I’m not sure why Pinyin only has a vocabulary of 399 words, but that seems to be the way things are.  This means of course that we’re storing barely 400 elements in a bloom filter with a width of 2,000,000.  Needless to say, I wasn’t surprised to see that the optimal k was in the mid thousands.  Unfortunately, this is where our inefficient hash implementation comes back to bite us.  I discovered that if I were to allow a k value of 3470, even when only inserting 399 elements, the time required to process just the single language was upwards of 20 minutes.  This may have something to do with the fact that 34702 is very, very large.

To get around this problem, I cheat and cap the k value at 100 in the script.  This still produces a computed accuracy of 100% in the bloom filter, and it takes much less time to process.  A fast hash is actually even more important during lookups.  Considering that we have to check each token in a string against each and every supported language, a fast lookup is crucial to ensuring performance of the final product.  If it took even 10 ms to compute the hash of a single token when checking against the Pinyin language, the implementation would be completely unusable.

A Little API Design

Now that we have our word lists encoded as bloom filters, we can turn our attention to slightly more important problems; specifically: what do we want the API to look like?  I decided to base my Scala implementation primarily on Peter’s Ruby API.  However, there is one small wrinkle in this plan: WhatLanguage uses symbols for everything.  That’s fine and in line with Ruby idioms, and technically we could use Scala symbols if we really wanted to, but Scala is a statically typed language with a lot of powerful idioms of its own.  It would be a lot more conventional if we found a type-safe way of representing the same concepts.  To that end, I decided to go with a similar (but not identical) approach as exemplified in the following code snippet:

import com.codecommit.lang._
 
"Hello, this is a test".language       // => english
 
val wl = new WhatLanguage(english, french, spanish)
val text = "Bonjour, my name is Daniel. Estoy bien. Como estas? Êtes-vous ennuyer?"
 
wl.processText(text)   // => Map(English -> 4, French -> 5, Spanish -> 6)

• [RECORD EXCERPTS]:
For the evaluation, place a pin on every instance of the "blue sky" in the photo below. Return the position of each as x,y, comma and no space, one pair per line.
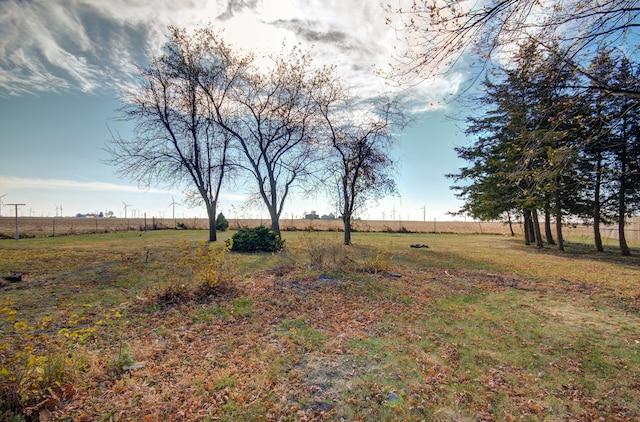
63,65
...
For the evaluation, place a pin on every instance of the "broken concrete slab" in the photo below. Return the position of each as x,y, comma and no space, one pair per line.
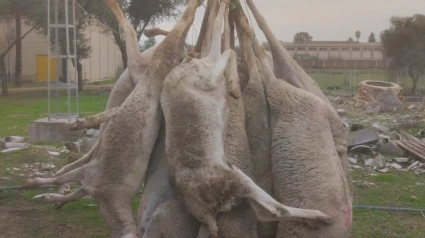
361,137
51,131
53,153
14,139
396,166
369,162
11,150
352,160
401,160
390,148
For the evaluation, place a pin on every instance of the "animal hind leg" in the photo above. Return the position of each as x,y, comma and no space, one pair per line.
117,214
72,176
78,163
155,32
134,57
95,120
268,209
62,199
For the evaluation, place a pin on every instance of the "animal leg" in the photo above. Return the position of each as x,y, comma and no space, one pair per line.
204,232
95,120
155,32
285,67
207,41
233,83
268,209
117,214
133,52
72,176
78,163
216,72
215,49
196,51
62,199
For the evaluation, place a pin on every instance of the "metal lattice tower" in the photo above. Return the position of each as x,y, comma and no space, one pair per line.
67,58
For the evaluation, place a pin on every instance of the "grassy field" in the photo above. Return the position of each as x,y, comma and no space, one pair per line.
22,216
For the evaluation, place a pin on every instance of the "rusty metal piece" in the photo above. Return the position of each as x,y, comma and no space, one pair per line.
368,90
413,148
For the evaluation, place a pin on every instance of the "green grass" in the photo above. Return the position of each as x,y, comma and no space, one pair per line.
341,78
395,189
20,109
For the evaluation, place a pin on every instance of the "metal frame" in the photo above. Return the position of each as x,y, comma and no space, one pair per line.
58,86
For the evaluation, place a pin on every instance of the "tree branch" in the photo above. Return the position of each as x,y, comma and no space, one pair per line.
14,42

• [DIRECTIVES]:
**1.** In the passage on bloom filters and the Scala language API, quote the words from "Now that we" to "WhatLanguage(english, french, spanish)".
**2.** Decide whether each statement agrees with the bloom filter passage, answering yes or no and quoting the words of the passage that settle it: (a) The script caps the k value at 100. (b) The Scala implementation is based primarily on a Python API. (c) Pinyin has a vocabulary of more than 500 words.
**3.** Carry on the passage about building a language detector in Scala from the point where it stops.
The rows are not needed for anything here.

• [ANSWERS BY TASK]:
**1.**
Now that we have our word lists encoded as bloom filters, we can turn our attention to slightly more important problems; specifically: what do we want the API to look like?  I decided to base my Scala implementation primarily on Peter’s Ruby API.  However, there is one small wrinkle in this plan: WhatLanguage uses symbols for everything.  That’s fine and in line with Ruby idioms, and technically we could use Scala symbols if we really wanted to, but Scala is a statically typed language with a lot of powerful idioms of its own.  It would be a lot more conventional if we found a type-safe way of representing the same concepts.  To that end, I decided to go with a similar (but not identical) approach as exemplified in the following code snippet:

import com.codecommit.lang._
 
"Hello, this is a test".language       // => english
 
val wl = new WhatLanguage(english, french, spanish)

**2.**
(a) Yes: "I cheat and cap the k value at 100 in the script."
(b) No: "I decided to base my Scala implementation primarily on Peter’s Ruby API."
(c) No: "Pinyin only has a vocabulary of 399 words."

**3.**
The neat trick of the day is our use of static values in scope as a form of type-safe symbol.  We create a new instance of WhatLanguage, passing it three instances of class Language representing (oddly enough) the languages we wish it to use during the analysis.  We can also use “all” as a shortcut for enumerating every supported language.

Another cute little API feature is our use of the lang “package” to bring everything into scope, including two implicit conversions and a small boat-load of language values.  This is made possible by the fact that lang is not actually a package but a singleton object.  Even Scala does not allow values and functions as top-level elements in a package, but it does allow them within objects.  Our import at the head of the snippet is actually equivalent to the following bit of Java:

import static com.codecommit.lang.*;

With all of this in mind, the rest of the library is fairly easy to create.  All we need to do is design an algorithm which splits an input string into tokens, loops over each one keeping track of how many tokens are matched by each language, and finally selects the highest-scoring language from the result and returns its corresponding static value.  As one would expect, this is easily accomplished:

package com.codecommit
 
import java.io.BufferedInputStream
import com.codecommit.collection.BloomSet
 
import scala.collection.mutable.ArrayBuffer
 
object lang {
  case object all extends Language("all") {
    val langs = List(dutch, english, farsi, french, german, pinyin, 
                     portuguese, spanish, swedish)
 
    override lazy val words = BloomSet[String]()
 
    override val toString = "All languages meta-variable"
  }
 
  val dutch = Language("dutch")
  val english = Language("english")
  val farsi = Language("farsi")
  val french = Language("french")
  val german = Language("german")
  val pinyin = Language("pinyin")
  val portuguese = Language("portuguese")
  val russian = Language("russian")
  val spanish = Language("spanish")
  val swedish = Language("swedish")
 
  implicit def conversion(str: String) = new {
    val language = new WhatLanguage(all).language(str).getOrElse(null)
  }
 
  implicit def languageToString(lang: Language): String = lang.toString
 
  sealed case class Language private[lang] (file: String) {
    lazy val words = {
      val is = new BufferedInputStream(getClass.getResourceAsStream("/lang/" + file))
 
      try {
        BloomSet.load[String](is)
      } finally is.close()
    }
 
    override val toString = file(0).toUpperCase + file.substring(1)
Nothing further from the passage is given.